▶ PETUNJUK PENGERJAAN
Bisakah Anda kembalikan bagian kutipan tentang perjalanan dari Ewer ke Agats di bawah ini, mulai dari "Satu persatu, kami" sampai dengan "di tepian sungai.", persis kata demi kata?

▶ KUTIPAN YANG DISEDIAKAN
--------

Nationalgeographic.co.id - Sesaat setelah mendarat di bandara perintis Ewer, kami bergegas meninggalkan pesawat berbaling-baling tunggal Cessna 208B yang membawa kami dari Timika menuju area terminal kedatangan. Sebuah bangunan kecil, tidak terawat yang lebih menyerupai kantor kas bank plat merah di pedalaman. Namun tentu saja Ewer sendiri merupakan pedalaman bagi sebagian besar warga kota besar di Indonesia. Banyak dari kita yang mungkin baru sekali ini mendengar ada sebuah distrik bernama Ewer.
Di samping kiri bangunan terminal berdiri satu bangunan yang terlihat unik. Dengan lebar 10 meter dan panjang sekitar 30 meter, beratapkan daun sagu, dan susunan horisontal kayu penopang, memberikan kesan tradisional yang kuat.
Kami bertanya kepada Pak Harun Desnam, seorang motorist (pengendara longboat) yang bertugas menjemput kami dari bandara Ewer menuju ke Agats. “Pak Harun, itu bangunan apa?” tanya kami. “Itu Jew” jawabnya.
Satu persatu, kami bergegas menaiki longboat yang sudah disiapkan. Sosok pria tua, berkulit hitam, dengan usia 50-an tahun ini terlihat terampil mengendarai longboat. Perjalanan kami menyusuri sungai dengan lebar 100 meter pada pagi hari yang sejuk ini disambut oleh pemandangan beberapa burung bangau yang sedang mencari ikan di tepian sungai.
Baca Juga : Aksi Konservasi Bakau Berbasis Pemberdayaan Masyarakat Pesisir Bangkalan
Pagi itu terasa sepi, hanya ada lima longboat yang berpapasan selama 30 menit perjalanan menuju Agats. Sangat kontras dengan waktu yang sama di Jakarta. Sinyal telepon pun hilang sejurus dengan longboat kami yang melaju kencang ke arah Agats.
Tidak terasa kami pun tiba di Agats, sebuah kota yang dibangun di atas rawa, penuh lumpur, tetapi terasa jauh lebih hidup dibandingkan Ewer. Kami turun di dermaga yang berdekatan dengan pasar. Suasana pagi itu cukup ramai dengan para pedagang yang menjajakan hasil tangkapan dan pertanian. Beragam jenis ikan, kepiting, burung kasuari, hingga sayuran dapat dengan mudah ditemukan di pasar. Dari sini kami berjalan kaki menuju penginapan untuk beristirahat.

--------

Butir Data:

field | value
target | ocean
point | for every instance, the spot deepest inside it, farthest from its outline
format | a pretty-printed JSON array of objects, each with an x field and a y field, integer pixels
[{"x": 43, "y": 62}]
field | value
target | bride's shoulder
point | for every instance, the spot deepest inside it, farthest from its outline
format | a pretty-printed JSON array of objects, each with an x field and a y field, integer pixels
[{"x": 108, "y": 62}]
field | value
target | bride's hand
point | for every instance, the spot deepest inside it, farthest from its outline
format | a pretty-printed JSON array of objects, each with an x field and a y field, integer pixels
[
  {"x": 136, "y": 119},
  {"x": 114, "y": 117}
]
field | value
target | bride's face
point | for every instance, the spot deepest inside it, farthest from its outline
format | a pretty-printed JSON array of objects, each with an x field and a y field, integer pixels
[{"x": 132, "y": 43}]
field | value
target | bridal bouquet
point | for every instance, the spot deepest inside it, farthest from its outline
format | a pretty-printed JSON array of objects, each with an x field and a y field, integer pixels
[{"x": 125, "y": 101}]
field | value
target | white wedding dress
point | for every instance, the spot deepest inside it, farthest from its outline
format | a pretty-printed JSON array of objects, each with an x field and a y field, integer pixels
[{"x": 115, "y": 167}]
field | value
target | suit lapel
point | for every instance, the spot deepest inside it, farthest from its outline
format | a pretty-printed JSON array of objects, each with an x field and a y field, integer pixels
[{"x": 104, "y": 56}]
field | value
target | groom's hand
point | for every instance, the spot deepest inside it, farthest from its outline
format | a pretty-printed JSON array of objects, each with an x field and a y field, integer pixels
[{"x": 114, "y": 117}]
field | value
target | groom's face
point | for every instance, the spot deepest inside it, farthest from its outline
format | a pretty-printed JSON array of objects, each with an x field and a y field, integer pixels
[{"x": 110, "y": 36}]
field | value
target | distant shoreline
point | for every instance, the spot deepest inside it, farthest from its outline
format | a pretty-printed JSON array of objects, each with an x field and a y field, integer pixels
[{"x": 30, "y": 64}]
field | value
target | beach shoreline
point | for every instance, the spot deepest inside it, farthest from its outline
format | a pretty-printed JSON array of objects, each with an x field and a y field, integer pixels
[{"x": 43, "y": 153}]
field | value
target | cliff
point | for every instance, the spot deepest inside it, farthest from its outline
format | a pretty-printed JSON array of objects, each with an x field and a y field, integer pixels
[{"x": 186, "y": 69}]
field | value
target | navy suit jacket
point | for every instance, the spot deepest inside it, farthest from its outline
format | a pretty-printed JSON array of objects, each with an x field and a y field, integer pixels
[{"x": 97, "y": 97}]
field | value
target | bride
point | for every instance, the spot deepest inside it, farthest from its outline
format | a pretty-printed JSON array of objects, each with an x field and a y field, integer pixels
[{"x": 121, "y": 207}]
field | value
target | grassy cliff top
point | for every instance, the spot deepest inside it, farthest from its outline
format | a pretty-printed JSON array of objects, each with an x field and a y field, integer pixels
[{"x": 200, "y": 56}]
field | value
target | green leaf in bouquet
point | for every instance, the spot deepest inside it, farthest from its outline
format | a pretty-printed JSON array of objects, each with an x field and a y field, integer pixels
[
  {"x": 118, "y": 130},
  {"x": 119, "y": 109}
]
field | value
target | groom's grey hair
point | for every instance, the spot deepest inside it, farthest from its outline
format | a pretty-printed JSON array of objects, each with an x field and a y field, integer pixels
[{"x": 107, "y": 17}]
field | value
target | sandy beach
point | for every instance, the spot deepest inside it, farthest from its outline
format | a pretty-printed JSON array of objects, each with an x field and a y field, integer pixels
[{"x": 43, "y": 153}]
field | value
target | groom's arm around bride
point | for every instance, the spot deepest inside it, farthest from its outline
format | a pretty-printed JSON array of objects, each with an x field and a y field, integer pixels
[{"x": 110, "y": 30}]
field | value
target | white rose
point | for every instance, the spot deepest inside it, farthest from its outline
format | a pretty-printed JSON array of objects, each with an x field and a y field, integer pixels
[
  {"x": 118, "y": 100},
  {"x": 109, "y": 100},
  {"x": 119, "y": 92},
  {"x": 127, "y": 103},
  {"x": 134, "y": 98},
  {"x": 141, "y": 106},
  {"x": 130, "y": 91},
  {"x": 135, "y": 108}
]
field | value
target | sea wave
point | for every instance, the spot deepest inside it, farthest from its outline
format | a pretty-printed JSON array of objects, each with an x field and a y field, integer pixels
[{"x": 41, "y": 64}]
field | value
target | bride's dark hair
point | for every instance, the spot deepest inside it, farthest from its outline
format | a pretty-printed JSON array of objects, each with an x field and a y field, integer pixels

--------

▶ HASIL LATIHAN
Satu persatu, kami bergegas menaiki longboat yang sudah disiapkan. Sosok pria tua, berkulit hitam, dengan usia 50-an tahun ini terlihat terampil mengendarai longboat. Perjalanan kami menyusuri sungai dengan lebar 100 meter pada pagi hari yang sejuk ini disambut oleh pemandangan beberapa burung bangau yang sedang mencari ikan di tepian sungai.